## Task brief
Lines with "pole": copy each one from the listing below.
#### Records for processing ####
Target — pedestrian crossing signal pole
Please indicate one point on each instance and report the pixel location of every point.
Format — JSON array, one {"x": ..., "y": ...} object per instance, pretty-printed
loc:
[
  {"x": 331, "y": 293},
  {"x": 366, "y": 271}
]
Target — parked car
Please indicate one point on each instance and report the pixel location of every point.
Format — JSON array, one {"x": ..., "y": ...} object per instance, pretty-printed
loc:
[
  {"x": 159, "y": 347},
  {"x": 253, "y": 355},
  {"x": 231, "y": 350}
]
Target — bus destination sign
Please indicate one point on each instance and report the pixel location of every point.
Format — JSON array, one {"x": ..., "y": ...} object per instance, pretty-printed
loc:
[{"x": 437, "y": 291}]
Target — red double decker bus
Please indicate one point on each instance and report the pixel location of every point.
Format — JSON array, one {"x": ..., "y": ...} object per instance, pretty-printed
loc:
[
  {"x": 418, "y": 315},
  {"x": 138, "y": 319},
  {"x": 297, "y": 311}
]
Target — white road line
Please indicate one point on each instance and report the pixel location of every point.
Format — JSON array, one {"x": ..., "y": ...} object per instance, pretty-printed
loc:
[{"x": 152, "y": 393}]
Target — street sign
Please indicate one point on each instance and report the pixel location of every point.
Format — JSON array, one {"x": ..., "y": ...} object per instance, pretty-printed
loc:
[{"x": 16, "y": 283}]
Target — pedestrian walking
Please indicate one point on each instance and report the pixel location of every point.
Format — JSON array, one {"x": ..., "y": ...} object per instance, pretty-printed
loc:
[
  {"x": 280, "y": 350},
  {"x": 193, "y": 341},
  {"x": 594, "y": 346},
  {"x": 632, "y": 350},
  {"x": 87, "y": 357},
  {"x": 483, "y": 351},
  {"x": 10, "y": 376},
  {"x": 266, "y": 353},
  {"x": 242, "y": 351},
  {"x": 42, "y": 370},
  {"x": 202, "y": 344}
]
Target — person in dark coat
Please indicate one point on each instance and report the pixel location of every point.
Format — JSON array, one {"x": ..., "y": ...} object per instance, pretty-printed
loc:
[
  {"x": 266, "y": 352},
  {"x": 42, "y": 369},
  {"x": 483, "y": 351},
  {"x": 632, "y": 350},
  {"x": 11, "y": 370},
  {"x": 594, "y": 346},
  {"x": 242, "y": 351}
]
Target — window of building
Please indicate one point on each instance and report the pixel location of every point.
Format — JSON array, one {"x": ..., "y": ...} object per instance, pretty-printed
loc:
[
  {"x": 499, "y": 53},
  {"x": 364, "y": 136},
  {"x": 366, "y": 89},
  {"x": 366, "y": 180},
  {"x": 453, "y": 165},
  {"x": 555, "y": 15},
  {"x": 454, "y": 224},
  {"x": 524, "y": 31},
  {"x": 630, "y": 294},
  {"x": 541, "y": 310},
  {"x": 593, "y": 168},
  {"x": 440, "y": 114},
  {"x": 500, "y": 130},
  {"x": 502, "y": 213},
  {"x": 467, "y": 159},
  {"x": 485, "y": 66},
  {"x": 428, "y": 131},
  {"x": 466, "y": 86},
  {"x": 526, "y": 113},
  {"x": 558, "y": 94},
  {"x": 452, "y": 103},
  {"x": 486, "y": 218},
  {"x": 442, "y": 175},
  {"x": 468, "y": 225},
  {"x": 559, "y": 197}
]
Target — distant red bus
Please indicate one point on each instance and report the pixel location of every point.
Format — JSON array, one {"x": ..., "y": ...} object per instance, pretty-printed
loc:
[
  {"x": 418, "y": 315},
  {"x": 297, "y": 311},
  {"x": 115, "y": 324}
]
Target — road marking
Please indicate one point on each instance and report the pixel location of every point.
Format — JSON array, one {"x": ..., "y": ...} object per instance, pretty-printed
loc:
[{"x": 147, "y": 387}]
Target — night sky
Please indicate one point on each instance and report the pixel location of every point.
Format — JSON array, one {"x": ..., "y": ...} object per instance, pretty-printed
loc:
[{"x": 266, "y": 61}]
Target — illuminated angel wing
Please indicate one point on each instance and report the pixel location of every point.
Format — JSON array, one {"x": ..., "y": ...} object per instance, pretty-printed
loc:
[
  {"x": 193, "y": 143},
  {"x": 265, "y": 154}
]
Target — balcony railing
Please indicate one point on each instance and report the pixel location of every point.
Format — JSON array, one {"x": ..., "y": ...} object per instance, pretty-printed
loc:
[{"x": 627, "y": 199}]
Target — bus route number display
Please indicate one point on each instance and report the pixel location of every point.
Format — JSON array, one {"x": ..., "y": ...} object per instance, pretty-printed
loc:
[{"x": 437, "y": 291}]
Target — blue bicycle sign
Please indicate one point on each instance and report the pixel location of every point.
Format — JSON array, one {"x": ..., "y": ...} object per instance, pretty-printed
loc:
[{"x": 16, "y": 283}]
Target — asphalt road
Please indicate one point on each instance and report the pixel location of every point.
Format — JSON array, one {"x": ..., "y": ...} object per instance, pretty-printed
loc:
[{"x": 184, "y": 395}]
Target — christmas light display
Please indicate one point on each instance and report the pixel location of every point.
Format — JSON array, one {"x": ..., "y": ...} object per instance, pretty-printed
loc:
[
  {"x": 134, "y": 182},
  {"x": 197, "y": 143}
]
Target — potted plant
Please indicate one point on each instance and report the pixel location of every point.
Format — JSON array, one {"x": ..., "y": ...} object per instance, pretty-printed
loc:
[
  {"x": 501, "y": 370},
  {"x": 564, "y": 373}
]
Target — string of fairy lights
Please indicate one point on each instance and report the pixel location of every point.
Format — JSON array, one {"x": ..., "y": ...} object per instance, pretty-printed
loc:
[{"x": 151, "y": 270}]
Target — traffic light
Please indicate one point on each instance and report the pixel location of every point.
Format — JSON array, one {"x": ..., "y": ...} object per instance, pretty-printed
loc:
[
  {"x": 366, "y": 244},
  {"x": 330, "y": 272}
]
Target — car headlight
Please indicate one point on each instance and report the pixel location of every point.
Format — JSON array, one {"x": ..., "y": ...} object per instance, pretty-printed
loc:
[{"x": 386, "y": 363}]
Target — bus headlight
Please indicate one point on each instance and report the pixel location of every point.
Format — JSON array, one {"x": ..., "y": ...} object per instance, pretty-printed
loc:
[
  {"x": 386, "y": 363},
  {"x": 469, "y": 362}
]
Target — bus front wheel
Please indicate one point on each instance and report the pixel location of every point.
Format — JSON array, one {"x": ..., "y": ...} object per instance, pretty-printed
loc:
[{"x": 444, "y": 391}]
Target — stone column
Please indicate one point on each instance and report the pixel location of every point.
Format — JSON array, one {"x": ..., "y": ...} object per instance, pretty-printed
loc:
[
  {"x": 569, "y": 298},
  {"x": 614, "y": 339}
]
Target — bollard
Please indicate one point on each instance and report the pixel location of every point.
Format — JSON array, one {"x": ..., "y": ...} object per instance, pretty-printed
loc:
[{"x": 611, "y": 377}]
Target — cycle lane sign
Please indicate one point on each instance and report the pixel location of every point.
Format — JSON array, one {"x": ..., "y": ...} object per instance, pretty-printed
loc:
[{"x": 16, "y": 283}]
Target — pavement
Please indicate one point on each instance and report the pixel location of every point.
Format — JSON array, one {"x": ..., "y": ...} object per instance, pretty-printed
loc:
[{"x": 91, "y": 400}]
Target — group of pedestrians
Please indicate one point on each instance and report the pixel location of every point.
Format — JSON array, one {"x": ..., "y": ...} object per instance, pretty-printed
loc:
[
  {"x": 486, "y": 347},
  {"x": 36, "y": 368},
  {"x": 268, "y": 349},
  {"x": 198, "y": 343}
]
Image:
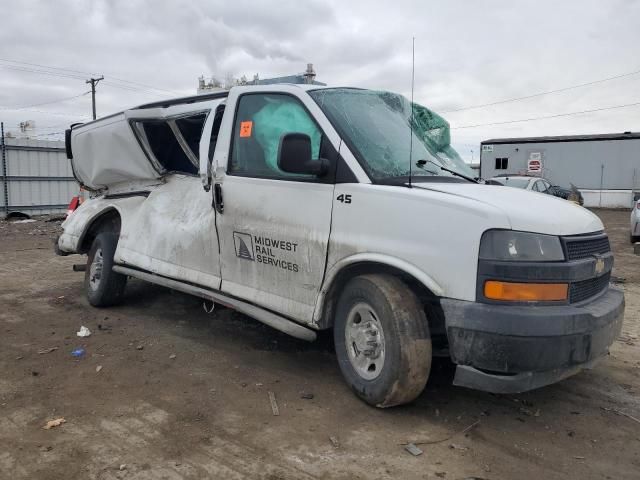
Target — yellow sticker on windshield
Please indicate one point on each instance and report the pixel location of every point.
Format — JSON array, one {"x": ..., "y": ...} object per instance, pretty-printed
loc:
[{"x": 245, "y": 129}]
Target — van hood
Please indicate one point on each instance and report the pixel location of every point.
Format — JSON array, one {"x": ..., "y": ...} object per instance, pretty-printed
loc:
[{"x": 526, "y": 210}]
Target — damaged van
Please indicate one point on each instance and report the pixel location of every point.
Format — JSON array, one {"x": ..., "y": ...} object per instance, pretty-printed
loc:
[{"x": 312, "y": 208}]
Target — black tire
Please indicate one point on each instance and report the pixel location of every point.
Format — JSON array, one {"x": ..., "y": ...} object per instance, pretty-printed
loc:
[
  {"x": 405, "y": 336},
  {"x": 104, "y": 287}
]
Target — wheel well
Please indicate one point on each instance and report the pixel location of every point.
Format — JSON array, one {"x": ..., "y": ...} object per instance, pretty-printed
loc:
[
  {"x": 429, "y": 300},
  {"x": 108, "y": 221}
]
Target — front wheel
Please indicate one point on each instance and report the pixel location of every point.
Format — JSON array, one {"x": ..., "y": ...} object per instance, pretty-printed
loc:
[
  {"x": 104, "y": 287},
  {"x": 382, "y": 340}
]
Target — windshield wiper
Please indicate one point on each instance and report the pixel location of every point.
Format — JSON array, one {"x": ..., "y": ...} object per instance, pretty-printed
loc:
[{"x": 422, "y": 163}]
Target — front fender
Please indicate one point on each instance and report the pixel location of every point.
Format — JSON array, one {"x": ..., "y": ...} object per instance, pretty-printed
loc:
[{"x": 371, "y": 258}]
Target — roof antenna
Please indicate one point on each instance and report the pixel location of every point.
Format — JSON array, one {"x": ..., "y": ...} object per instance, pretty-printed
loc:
[{"x": 413, "y": 69}]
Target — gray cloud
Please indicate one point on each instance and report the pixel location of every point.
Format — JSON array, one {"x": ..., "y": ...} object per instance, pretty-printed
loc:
[{"x": 467, "y": 53}]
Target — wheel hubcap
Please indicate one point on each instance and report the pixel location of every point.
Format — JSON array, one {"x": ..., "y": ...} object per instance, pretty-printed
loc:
[
  {"x": 95, "y": 270},
  {"x": 364, "y": 340}
]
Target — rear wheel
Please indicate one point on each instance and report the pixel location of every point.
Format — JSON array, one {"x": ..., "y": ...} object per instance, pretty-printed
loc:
[
  {"x": 104, "y": 287},
  {"x": 382, "y": 340}
]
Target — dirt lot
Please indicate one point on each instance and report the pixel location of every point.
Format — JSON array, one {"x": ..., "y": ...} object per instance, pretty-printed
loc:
[{"x": 182, "y": 394}]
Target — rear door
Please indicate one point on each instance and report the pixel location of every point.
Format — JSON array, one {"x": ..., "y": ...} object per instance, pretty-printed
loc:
[
  {"x": 174, "y": 233},
  {"x": 274, "y": 226}
]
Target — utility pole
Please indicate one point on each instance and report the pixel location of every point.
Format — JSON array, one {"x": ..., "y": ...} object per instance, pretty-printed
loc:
[
  {"x": 94, "y": 82},
  {"x": 5, "y": 180}
]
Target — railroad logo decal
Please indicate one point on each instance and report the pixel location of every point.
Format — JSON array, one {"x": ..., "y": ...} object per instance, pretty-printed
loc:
[{"x": 244, "y": 246}]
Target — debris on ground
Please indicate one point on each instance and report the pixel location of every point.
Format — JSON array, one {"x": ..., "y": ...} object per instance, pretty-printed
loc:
[
  {"x": 454, "y": 446},
  {"x": 83, "y": 332},
  {"x": 47, "y": 350},
  {"x": 431, "y": 442},
  {"x": 54, "y": 423},
  {"x": 413, "y": 450},
  {"x": 622, "y": 414},
  {"x": 274, "y": 404}
]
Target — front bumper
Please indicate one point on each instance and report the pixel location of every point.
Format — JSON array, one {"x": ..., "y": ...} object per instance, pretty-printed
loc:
[{"x": 511, "y": 349}]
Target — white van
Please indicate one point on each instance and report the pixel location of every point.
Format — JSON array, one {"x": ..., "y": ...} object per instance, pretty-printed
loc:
[{"x": 311, "y": 208}]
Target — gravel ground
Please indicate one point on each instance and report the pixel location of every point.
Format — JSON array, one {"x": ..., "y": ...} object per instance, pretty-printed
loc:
[{"x": 166, "y": 390}]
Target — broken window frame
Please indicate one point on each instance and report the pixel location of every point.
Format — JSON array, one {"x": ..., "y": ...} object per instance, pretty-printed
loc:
[{"x": 137, "y": 126}]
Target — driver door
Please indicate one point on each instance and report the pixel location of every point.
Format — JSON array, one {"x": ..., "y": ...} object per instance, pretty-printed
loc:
[{"x": 274, "y": 226}]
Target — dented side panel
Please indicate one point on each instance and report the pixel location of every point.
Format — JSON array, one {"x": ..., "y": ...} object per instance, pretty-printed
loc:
[
  {"x": 274, "y": 237},
  {"x": 173, "y": 234}
]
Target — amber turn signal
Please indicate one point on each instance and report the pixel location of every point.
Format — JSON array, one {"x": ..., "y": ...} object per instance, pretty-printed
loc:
[{"x": 525, "y": 292}]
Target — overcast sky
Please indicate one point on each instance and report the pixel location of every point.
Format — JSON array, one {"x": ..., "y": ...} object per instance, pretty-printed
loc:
[{"x": 467, "y": 53}]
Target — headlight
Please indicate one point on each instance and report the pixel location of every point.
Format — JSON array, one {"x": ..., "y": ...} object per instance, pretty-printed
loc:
[{"x": 520, "y": 246}]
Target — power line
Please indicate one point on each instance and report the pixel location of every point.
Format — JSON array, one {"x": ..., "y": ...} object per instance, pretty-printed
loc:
[
  {"x": 539, "y": 94},
  {"x": 45, "y": 103},
  {"x": 548, "y": 116},
  {"x": 82, "y": 74}
]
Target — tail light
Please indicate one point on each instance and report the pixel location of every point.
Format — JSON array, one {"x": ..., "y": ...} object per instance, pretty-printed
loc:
[{"x": 73, "y": 205}]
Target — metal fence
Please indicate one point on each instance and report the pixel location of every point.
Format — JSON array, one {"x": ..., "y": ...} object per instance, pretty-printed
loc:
[{"x": 36, "y": 177}]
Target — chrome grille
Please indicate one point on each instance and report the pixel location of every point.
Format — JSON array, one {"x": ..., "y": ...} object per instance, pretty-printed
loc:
[
  {"x": 579, "y": 291},
  {"x": 578, "y": 248}
]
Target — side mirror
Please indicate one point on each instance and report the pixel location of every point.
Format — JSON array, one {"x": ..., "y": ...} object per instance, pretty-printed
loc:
[{"x": 294, "y": 156}]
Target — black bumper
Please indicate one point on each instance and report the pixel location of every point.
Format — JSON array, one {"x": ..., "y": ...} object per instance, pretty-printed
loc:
[{"x": 510, "y": 349}]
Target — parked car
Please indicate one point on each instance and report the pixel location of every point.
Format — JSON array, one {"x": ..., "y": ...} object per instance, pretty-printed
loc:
[
  {"x": 538, "y": 184},
  {"x": 306, "y": 208},
  {"x": 635, "y": 222}
]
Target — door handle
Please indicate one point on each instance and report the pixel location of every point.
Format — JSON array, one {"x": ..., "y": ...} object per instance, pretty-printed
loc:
[{"x": 218, "y": 202}]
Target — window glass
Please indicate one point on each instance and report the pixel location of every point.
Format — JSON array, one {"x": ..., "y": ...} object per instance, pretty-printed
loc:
[
  {"x": 261, "y": 121},
  {"x": 173, "y": 143},
  {"x": 517, "y": 182},
  {"x": 544, "y": 185},
  {"x": 390, "y": 135},
  {"x": 160, "y": 142},
  {"x": 191, "y": 130},
  {"x": 502, "y": 163},
  {"x": 215, "y": 130}
]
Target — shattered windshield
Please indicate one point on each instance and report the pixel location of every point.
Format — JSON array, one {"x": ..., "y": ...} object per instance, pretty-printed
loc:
[
  {"x": 517, "y": 182},
  {"x": 376, "y": 126}
]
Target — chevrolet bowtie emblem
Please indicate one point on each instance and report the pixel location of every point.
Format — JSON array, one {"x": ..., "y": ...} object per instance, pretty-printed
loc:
[{"x": 599, "y": 266}]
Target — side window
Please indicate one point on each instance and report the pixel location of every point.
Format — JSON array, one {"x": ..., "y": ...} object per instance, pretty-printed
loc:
[
  {"x": 191, "y": 130},
  {"x": 215, "y": 130},
  {"x": 172, "y": 143},
  {"x": 502, "y": 163},
  {"x": 544, "y": 186},
  {"x": 261, "y": 120}
]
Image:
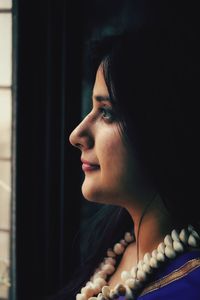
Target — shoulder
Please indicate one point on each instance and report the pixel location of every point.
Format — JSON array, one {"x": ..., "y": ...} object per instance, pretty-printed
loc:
[{"x": 180, "y": 279}]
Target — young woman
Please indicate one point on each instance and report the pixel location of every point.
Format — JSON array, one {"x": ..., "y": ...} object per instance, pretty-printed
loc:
[{"x": 138, "y": 154}]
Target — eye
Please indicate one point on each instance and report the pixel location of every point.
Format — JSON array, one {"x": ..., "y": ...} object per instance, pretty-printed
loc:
[{"x": 107, "y": 113}]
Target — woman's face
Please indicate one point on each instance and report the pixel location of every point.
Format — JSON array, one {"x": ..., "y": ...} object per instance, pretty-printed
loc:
[{"x": 109, "y": 166}]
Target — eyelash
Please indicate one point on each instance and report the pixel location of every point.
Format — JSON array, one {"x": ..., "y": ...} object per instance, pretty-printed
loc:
[{"x": 107, "y": 114}]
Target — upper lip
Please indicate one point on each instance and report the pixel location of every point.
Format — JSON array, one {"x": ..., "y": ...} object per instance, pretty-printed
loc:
[{"x": 88, "y": 162}]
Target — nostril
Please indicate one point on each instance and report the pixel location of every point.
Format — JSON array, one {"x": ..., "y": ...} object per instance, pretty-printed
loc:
[{"x": 78, "y": 145}]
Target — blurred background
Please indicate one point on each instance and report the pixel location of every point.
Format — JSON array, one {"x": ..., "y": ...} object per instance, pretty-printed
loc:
[{"x": 44, "y": 92}]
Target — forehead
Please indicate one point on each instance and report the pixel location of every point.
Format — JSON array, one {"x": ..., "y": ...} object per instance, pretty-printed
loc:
[{"x": 100, "y": 87}]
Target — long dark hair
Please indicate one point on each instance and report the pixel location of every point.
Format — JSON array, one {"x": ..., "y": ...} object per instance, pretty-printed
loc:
[{"x": 151, "y": 75}]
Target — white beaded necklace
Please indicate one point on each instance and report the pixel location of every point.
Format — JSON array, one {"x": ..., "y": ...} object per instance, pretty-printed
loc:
[{"x": 135, "y": 279}]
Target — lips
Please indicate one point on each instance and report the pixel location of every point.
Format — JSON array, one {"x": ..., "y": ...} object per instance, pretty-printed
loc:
[{"x": 88, "y": 166}]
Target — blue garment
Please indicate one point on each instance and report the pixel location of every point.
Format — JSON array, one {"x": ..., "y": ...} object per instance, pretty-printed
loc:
[{"x": 179, "y": 279}]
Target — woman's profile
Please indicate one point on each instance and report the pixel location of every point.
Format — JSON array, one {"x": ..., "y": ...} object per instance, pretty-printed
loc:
[{"x": 137, "y": 147}]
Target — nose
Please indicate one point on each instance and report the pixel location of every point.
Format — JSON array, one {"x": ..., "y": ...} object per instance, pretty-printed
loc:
[{"x": 81, "y": 137}]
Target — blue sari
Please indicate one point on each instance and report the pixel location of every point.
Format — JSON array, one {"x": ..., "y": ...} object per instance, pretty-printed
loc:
[{"x": 179, "y": 279}]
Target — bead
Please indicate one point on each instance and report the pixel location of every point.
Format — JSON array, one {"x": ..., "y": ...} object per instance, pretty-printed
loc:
[
  {"x": 161, "y": 248},
  {"x": 134, "y": 271},
  {"x": 125, "y": 275},
  {"x": 160, "y": 257},
  {"x": 192, "y": 241},
  {"x": 100, "y": 274},
  {"x": 168, "y": 240},
  {"x": 141, "y": 275},
  {"x": 130, "y": 283},
  {"x": 190, "y": 228},
  {"x": 118, "y": 248},
  {"x": 154, "y": 263},
  {"x": 135, "y": 284},
  {"x": 169, "y": 252},
  {"x": 128, "y": 294},
  {"x": 154, "y": 253},
  {"x": 121, "y": 290},
  {"x": 110, "y": 260},
  {"x": 175, "y": 235},
  {"x": 147, "y": 268},
  {"x": 100, "y": 297},
  {"x": 139, "y": 265},
  {"x": 109, "y": 269},
  {"x": 178, "y": 246},
  {"x": 123, "y": 242},
  {"x": 110, "y": 253},
  {"x": 195, "y": 235},
  {"x": 128, "y": 237},
  {"x": 81, "y": 297},
  {"x": 88, "y": 291},
  {"x": 97, "y": 288},
  {"x": 106, "y": 291},
  {"x": 100, "y": 282},
  {"x": 113, "y": 294},
  {"x": 184, "y": 235},
  {"x": 147, "y": 257},
  {"x": 134, "y": 279}
]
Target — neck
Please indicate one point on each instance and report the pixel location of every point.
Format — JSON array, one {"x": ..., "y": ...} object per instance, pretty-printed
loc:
[{"x": 151, "y": 223}]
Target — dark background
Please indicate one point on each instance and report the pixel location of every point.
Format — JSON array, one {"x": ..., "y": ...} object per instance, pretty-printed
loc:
[
  {"x": 49, "y": 80},
  {"x": 51, "y": 92}
]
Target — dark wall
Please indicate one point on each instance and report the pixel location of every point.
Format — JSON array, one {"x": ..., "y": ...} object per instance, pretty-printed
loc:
[{"x": 47, "y": 168}]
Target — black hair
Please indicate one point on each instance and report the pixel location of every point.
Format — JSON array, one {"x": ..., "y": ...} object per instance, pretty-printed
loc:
[{"x": 152, "y": 78}]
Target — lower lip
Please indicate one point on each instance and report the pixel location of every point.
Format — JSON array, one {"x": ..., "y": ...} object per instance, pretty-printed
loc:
[{"x": 89, "y": 168}]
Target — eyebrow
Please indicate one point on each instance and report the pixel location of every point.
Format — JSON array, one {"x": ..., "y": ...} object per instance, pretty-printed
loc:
[{"x": 100, "y": 98}]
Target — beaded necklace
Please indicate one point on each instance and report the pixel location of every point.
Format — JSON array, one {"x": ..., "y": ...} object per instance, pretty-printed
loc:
[{"x": 134, "y": 280}]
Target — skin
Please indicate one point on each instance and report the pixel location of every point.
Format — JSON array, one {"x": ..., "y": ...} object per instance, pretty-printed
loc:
[{"x": 117, "y": 177}]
####
## Response
Target — pedestrian crossing signal pole
Target — utility pole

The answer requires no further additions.